- _Task inputs_
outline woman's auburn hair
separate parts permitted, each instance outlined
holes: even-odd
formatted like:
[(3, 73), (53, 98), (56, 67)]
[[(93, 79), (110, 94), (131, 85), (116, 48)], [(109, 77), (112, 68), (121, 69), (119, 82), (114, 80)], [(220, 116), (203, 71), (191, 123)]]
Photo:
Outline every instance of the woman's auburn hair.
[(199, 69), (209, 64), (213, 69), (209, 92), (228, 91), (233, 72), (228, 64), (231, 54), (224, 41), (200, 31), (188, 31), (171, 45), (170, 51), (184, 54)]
--
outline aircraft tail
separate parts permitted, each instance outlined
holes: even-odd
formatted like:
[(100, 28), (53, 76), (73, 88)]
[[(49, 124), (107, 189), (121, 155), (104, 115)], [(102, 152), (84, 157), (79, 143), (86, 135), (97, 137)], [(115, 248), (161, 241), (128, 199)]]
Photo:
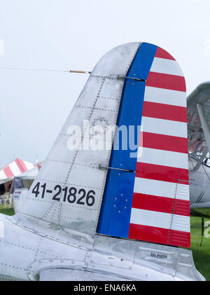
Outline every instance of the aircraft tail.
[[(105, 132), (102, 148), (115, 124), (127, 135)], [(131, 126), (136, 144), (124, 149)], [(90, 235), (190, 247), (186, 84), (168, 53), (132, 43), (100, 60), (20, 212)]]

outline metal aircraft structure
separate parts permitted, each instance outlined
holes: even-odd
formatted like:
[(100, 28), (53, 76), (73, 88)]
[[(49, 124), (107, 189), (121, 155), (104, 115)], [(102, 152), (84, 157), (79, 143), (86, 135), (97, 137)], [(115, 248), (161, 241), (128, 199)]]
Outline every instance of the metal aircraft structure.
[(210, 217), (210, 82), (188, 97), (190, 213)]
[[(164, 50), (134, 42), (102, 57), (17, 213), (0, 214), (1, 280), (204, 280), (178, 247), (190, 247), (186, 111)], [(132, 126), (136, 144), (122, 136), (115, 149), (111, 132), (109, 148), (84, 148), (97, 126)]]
* * *
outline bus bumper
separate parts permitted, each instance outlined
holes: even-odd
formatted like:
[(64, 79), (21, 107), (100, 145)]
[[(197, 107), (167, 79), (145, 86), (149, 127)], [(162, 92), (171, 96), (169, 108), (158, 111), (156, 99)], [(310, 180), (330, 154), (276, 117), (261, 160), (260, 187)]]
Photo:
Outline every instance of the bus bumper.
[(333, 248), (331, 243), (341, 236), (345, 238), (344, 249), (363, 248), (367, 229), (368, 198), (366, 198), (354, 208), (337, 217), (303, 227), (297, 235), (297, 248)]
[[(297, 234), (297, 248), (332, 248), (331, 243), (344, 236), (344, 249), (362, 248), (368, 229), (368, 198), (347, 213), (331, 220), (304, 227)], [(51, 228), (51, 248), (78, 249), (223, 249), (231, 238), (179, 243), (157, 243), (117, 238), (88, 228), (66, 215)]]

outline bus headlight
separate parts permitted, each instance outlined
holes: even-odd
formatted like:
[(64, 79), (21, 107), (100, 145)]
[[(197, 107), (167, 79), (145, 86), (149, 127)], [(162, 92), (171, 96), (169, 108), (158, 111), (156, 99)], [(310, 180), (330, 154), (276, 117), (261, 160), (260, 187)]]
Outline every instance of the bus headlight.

- _Work instructions_
Reproduce the rows above word for word, starting with the line that contains "outline aircraft tail" and going on through the line that contains "148), (97, 126)]]". Leave the pictures out of your answer.

- _Result for this exercise_
outline aircraft tail
separate parts permitted, each instance outlined
holes: even-odd
formatted like:
[(100, 28), (53, 76), (73, 88)]
[[(49, 124), (107, 189), (121, 155), (104, 115)], [(102, 152), (84, 157), (79, 143), (86, 135), (97, 137)], [(115, 248), (161, 241), (128, 199)]]
Photo:
Outline every instance of the aircraft tail.
[[(105, 132), (102, 148), (115, 124), (127, 135)], [(131, 126), (136, 144), (124, 149)], [(90, 235), (190, 247), (186, 84), (168, 53), (132, 43), (100, 60), (20, 212)]]

outline metal aircraft structure
separate parts permitted, each instance outlined
holes: even-odd
formatted like:
[(100, 28), (53, 76), (73, 88)]
[[(49, 124), (107, 189), (121, 155), (104, 115)], [(102, 152), (84, 157), (79, 143), (86, 135), (97, 137)], [(115, 248), (161, 241), (128, 199)]]
Outline every instance of the metal aircraft structure.
[(210, 217), (210, 82), (188, 97), (190, 213)]
[[(164, 50), (134, 42), (102, 57), (17, 213), (0, 214), (1, 280), (204, 280), (178, 247), (190, 247), (186, 111)], [(132, 126), (136, 144), (122, 136), (115, 149), (111, 132), (109, 148), (84, 148), (97, 126)]]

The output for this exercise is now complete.